> [Article]:
When using a DMM to check for a short to ground, why do you need one lead on ground?

[fourthindiana]

TL;DR Summary

When you use a multimeter to check for a short to ground on the compressor (or any other motor) on an air-conditioner, you are supposed to put one lead of the multimeter on one of the terminal spade of the compressor and hold the other lead of the multimeter to the metal casing of the air-conditioner to ground the lead out. I understand why you must attach one lead to one of the terminal spades of the compressor. But why does the other lead have to be attached to ground?

Back in December, I made a thread with a related topic as this titled "Ohm reading when there is a short in the condenser motor". But the question of this thread is distinct from the topic of my "Ohm reading when there is a short in the condenser motor" thread. Therefore, I have decided it would be best to create a new thread on this topic.

> [Exercise task a]:
Rewrite the forum post, starting with "TL;DR Summary" and going on through "on this topic.", with "multimeter" replaced by "DMM" throughout that span.

> [Given records]:

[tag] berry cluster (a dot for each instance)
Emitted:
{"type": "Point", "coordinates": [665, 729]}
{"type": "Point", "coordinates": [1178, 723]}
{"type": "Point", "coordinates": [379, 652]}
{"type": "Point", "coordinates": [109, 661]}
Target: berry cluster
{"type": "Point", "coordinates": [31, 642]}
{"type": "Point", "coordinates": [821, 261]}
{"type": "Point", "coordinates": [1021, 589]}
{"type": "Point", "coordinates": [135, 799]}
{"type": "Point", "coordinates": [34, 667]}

> [Exercise task b]:
Count the lines of the listing above that contain the string "berry", and reply with that number alone.

> [Full solution a]:
TL;DR Summary

When you use a DMM to check for a short to ground on the compressor (or any other motor) on an air-conditioner, you are supposed to put one lead of the DMM on one of the terminal spade of the compressor and hold the other lead of the DMM to the metal casing of the air-conditioner to ground the lead out. I understand why you must attach one lead to one of the terminal spades of the compressor. But why does the other lead have to be attached to ground?

Back in December, I made a thread with a related topic as this titled "Ohm reading when there is a short in the condenser motor". But the question of this thread is distinct from the topic of my "Ohm reading when there is a short in the condenser motor" thread. Therefore, I have decided it would be best to create a new thread on this topic.

> [Full solution b]:
2